Only those lines from the one with "Target: white top" through the last line of the material below should be output, each exactly as it appears.

[[ Extracted entries open ]]

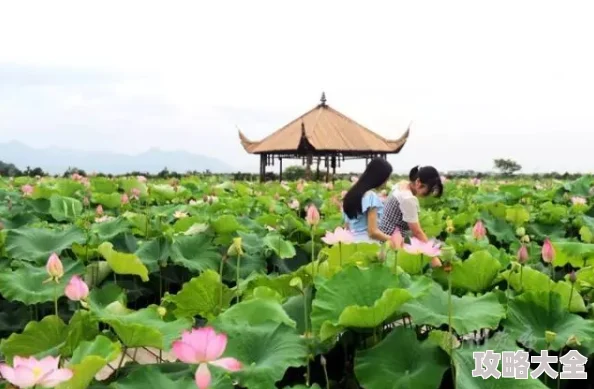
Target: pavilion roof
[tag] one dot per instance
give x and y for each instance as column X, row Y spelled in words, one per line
column 325, row 129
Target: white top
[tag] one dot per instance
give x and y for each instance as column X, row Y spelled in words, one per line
column 409, row 204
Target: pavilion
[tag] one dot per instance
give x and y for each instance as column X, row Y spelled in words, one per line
column 321, row 134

[[ Extracted entries closed ]]

**Answer to the problem:**
Target: white top
[tag] one dot per instance
give x and y for each instance as column X, row Y spelled in words, one per line
column 409, row 204
Target: pavilion
[tag] one dot per instance
give x and y for each instance as column X, row Y spelled in words, one per line
column 321, row 134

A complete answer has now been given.